Find each line in the rows below that contains the word "negative", and copy those lines.
Data extracts section start
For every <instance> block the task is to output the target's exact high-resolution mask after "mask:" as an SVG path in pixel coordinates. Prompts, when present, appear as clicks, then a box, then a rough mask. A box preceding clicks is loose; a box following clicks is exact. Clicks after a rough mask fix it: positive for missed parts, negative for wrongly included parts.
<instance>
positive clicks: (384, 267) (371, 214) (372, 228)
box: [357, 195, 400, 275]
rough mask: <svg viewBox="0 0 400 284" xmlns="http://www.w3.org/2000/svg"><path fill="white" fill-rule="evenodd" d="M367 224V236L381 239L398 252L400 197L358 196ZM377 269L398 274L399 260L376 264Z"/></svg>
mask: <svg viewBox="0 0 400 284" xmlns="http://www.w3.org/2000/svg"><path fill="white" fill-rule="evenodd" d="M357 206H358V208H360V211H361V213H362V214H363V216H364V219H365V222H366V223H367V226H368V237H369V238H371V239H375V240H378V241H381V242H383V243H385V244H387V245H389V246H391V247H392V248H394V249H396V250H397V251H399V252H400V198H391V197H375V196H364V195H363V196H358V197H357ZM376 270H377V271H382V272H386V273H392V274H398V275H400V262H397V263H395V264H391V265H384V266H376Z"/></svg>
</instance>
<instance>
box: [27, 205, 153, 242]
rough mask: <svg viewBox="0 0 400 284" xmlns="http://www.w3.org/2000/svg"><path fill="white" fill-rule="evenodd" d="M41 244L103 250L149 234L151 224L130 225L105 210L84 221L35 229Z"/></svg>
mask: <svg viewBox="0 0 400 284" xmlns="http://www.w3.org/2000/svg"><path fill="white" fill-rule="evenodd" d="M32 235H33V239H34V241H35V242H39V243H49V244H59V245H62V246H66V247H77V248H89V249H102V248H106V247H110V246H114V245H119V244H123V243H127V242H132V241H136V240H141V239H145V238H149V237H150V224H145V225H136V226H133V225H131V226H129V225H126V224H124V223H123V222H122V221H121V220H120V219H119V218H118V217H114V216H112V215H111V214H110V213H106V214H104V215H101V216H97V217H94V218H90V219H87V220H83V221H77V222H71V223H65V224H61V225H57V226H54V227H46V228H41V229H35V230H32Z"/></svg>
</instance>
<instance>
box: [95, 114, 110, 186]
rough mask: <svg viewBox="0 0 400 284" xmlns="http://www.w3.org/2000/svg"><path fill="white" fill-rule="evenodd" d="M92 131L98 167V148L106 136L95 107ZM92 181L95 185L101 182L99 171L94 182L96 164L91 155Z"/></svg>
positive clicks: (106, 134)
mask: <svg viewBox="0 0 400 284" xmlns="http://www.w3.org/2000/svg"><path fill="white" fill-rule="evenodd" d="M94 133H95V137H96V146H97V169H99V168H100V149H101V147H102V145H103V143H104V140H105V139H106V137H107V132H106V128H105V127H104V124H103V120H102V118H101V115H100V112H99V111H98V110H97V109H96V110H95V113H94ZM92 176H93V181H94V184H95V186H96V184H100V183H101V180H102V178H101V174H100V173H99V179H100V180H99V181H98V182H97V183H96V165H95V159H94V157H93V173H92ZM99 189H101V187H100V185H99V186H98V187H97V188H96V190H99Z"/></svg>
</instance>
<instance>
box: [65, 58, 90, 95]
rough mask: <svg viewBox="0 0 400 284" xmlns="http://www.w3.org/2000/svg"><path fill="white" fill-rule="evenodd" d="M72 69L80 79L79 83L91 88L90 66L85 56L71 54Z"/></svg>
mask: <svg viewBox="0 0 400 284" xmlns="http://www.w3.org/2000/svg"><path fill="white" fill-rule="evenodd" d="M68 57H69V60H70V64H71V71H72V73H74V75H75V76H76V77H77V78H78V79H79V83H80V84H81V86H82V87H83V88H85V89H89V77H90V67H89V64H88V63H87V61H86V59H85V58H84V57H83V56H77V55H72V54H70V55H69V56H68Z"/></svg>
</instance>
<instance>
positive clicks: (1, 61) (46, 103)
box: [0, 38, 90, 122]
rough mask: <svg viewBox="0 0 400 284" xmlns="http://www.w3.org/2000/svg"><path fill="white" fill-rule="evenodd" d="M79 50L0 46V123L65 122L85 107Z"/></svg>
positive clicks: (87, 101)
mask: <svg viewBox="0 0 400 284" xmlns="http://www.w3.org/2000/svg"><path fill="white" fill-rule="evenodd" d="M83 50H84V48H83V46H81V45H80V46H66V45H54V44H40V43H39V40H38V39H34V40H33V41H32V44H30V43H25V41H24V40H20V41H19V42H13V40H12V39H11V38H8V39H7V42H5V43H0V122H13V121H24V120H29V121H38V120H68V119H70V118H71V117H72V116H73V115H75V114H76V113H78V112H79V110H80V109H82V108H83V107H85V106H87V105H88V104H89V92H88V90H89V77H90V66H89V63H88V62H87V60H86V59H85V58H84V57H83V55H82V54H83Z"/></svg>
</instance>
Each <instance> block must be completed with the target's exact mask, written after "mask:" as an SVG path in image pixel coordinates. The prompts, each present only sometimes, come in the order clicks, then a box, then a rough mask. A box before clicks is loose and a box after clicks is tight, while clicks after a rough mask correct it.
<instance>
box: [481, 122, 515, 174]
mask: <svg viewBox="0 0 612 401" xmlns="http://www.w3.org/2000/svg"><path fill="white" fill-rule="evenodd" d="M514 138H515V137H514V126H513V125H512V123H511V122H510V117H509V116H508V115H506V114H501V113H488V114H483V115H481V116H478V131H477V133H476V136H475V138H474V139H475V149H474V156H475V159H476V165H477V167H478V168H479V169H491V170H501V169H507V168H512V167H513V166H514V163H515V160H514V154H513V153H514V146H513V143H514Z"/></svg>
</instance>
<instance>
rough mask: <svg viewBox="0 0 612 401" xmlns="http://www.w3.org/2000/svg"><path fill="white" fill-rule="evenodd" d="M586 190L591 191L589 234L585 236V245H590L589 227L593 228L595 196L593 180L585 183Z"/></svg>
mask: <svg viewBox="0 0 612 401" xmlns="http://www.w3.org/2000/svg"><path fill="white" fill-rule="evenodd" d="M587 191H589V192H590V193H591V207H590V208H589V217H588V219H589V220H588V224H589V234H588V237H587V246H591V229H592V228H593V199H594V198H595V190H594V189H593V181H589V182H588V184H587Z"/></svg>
Data extracts section end
Data extracts section start
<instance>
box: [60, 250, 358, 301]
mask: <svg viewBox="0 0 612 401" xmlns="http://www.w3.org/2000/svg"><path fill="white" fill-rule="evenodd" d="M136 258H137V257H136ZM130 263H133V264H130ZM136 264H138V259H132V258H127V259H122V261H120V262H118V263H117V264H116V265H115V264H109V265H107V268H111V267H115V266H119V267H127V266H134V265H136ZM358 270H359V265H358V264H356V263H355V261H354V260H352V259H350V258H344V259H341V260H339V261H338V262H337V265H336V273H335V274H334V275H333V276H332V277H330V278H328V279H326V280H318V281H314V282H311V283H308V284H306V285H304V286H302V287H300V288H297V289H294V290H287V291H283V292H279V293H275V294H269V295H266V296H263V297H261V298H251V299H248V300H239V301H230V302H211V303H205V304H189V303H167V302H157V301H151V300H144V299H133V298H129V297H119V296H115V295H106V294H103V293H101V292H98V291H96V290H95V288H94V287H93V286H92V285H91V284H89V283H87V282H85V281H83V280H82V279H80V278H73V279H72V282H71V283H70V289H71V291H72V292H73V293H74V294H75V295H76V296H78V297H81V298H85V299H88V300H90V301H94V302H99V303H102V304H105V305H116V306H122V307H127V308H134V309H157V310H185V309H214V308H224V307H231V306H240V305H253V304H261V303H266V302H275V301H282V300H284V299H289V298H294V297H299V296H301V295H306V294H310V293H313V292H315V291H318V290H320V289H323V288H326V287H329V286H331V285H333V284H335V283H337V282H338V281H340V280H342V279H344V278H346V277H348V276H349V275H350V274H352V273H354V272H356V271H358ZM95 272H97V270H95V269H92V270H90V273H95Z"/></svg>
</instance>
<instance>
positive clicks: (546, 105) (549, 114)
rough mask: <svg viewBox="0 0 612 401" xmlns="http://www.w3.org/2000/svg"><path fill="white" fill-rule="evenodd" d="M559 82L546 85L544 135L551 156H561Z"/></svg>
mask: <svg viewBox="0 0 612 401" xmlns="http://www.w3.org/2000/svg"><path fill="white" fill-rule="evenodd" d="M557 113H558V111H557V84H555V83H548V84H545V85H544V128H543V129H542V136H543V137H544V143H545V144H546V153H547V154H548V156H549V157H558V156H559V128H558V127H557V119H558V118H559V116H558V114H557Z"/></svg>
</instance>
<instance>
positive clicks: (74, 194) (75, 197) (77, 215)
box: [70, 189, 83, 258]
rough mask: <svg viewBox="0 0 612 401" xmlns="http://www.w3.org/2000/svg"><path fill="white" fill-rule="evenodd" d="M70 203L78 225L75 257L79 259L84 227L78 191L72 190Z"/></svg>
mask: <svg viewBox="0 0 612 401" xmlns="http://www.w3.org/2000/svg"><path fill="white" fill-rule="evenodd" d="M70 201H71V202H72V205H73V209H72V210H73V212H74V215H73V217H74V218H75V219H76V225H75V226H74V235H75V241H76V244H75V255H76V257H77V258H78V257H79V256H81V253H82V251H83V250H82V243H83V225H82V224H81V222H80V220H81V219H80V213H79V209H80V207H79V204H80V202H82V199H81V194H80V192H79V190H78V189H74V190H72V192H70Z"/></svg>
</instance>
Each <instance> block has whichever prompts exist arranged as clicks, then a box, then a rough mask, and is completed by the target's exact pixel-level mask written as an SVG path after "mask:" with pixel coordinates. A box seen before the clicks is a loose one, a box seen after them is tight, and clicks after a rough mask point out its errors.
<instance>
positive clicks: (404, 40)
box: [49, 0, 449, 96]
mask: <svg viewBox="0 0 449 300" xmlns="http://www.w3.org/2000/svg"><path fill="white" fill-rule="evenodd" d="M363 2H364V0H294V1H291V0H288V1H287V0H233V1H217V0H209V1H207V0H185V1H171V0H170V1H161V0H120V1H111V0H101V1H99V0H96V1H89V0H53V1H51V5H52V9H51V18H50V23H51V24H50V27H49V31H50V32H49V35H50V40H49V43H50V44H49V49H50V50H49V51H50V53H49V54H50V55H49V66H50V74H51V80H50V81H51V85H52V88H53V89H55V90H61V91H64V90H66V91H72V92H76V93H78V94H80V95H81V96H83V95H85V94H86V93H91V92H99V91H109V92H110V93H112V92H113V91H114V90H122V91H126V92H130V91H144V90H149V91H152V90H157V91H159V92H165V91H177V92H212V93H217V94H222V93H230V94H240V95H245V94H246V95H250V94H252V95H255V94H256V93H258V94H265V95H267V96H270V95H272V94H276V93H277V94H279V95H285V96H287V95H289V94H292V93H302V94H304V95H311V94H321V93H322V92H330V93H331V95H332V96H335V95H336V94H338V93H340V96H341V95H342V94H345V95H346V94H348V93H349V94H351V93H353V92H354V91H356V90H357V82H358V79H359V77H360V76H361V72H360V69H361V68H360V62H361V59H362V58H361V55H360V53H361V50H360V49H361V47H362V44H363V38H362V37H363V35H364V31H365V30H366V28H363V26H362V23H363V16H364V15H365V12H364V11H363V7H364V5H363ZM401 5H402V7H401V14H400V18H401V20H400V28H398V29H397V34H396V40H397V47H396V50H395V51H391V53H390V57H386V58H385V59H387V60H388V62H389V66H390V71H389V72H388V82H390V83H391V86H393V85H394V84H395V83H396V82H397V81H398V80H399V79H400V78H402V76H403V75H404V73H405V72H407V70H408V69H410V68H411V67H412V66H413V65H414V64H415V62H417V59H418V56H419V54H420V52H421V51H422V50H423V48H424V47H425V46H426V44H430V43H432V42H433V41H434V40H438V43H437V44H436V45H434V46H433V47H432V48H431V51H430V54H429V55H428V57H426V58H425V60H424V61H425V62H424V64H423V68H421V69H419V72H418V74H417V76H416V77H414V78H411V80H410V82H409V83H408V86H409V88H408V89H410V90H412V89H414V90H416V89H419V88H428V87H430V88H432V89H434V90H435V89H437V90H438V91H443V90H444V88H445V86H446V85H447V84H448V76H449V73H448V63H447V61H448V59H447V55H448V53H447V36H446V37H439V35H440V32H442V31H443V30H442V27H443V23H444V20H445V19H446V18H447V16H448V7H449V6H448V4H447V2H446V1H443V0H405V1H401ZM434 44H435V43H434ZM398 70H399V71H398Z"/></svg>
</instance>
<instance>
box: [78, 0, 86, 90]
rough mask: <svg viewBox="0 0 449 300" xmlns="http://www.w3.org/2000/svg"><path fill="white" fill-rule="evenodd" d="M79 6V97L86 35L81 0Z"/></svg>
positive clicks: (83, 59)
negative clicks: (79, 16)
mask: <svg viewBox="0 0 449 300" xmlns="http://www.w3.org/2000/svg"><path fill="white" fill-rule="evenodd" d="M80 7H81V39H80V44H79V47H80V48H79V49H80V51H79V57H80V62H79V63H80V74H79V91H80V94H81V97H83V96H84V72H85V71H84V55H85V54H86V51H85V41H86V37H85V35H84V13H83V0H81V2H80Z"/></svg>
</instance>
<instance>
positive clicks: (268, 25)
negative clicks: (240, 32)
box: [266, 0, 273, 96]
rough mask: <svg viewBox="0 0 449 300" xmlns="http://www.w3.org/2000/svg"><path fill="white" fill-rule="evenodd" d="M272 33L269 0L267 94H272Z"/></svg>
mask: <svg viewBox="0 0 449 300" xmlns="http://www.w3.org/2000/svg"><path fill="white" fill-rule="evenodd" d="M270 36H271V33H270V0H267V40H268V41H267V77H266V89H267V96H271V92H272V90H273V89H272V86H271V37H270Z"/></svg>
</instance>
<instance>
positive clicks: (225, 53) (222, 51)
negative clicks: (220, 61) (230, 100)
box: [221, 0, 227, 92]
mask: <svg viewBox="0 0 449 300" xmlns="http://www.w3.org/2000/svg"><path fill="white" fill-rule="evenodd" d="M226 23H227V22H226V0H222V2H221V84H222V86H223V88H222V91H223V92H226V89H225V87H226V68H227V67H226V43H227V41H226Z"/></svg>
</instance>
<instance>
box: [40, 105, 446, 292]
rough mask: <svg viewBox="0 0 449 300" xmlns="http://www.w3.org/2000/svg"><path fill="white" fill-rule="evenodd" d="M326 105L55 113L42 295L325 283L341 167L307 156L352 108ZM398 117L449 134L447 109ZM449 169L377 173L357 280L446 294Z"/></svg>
Data extracts section end
Data extracts section start
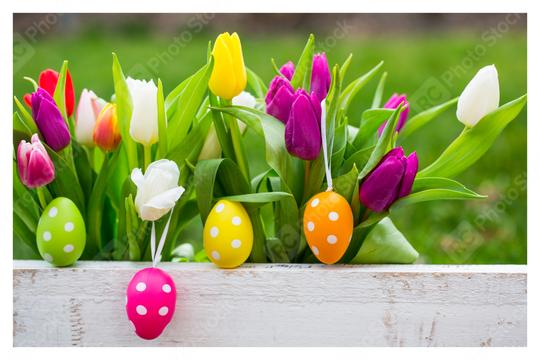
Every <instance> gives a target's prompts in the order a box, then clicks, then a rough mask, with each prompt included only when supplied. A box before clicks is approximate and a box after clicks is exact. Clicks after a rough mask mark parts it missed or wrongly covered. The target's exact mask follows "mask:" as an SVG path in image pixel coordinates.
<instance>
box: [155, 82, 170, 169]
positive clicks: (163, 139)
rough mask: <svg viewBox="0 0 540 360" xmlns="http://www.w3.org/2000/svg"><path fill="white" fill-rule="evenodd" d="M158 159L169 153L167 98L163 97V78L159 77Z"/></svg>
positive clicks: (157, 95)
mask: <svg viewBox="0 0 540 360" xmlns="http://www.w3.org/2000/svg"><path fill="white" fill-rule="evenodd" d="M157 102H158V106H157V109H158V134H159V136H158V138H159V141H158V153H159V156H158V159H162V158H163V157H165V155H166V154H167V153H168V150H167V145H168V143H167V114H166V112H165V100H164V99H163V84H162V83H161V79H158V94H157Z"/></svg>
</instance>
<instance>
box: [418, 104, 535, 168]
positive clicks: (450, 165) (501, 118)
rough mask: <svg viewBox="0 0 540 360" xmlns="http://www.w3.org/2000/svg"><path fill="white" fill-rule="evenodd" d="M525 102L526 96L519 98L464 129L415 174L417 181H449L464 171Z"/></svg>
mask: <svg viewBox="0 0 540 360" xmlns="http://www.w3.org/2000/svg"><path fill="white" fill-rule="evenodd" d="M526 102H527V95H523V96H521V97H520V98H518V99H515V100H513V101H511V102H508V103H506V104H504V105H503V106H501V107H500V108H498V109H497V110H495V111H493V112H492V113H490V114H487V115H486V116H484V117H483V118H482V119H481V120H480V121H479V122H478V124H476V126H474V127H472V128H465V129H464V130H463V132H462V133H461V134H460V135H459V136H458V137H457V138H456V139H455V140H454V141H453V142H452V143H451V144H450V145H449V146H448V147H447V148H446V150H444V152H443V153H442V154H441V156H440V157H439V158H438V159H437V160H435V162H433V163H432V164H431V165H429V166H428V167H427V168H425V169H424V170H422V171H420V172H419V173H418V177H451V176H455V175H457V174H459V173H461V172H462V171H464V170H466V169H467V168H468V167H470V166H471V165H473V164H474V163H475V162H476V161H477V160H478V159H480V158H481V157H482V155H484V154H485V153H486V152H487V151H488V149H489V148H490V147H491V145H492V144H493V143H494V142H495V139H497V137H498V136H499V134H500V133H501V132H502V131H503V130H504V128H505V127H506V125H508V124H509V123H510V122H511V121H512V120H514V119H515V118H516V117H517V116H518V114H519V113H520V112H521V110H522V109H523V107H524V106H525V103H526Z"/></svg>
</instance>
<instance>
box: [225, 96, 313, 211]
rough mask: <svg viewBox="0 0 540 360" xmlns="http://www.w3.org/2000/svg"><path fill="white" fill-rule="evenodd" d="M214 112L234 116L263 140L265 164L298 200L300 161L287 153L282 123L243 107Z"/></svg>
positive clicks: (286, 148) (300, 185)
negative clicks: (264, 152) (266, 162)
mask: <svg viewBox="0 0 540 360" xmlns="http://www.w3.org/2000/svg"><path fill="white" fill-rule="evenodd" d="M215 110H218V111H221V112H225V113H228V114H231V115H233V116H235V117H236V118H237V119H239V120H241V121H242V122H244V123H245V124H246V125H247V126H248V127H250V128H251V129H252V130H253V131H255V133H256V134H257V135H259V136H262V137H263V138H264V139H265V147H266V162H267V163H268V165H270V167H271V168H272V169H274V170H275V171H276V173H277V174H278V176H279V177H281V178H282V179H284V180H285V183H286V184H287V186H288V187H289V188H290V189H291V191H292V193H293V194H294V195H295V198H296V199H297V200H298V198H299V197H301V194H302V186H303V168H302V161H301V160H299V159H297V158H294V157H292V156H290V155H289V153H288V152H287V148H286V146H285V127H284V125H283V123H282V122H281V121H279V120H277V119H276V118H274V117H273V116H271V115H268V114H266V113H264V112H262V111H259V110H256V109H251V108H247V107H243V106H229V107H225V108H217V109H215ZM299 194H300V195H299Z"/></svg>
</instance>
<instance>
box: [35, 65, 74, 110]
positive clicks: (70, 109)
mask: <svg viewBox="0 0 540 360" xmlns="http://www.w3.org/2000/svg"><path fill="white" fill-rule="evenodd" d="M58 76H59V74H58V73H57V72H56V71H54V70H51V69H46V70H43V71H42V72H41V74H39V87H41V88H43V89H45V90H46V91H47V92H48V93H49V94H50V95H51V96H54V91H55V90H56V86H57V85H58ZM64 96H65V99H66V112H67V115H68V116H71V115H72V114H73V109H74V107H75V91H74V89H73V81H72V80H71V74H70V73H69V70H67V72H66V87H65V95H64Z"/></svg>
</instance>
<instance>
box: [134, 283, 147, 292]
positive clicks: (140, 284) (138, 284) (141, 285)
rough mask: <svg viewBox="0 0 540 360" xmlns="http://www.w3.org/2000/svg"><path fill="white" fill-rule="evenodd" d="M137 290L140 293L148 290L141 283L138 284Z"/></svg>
Data extracts section end
Answer for the task:
For every <instance> block the task is to output the target's exact high-resolution mask after "mask:" as an SVG path in pixel coordinates. Prompts, when present, appear as clicks, then a box, then a rough mask. A box preceding clicks is loose; a box following clicks is exact. Clicks after a rough mask fix it: positive for missed parts, negative for wrongly included parts.
negative clicks: (79, 16)
negative clicks: (240, 32)
negative clicks: (220, 61) (230, 100)
negative clicks: (264, 152) (266, 162)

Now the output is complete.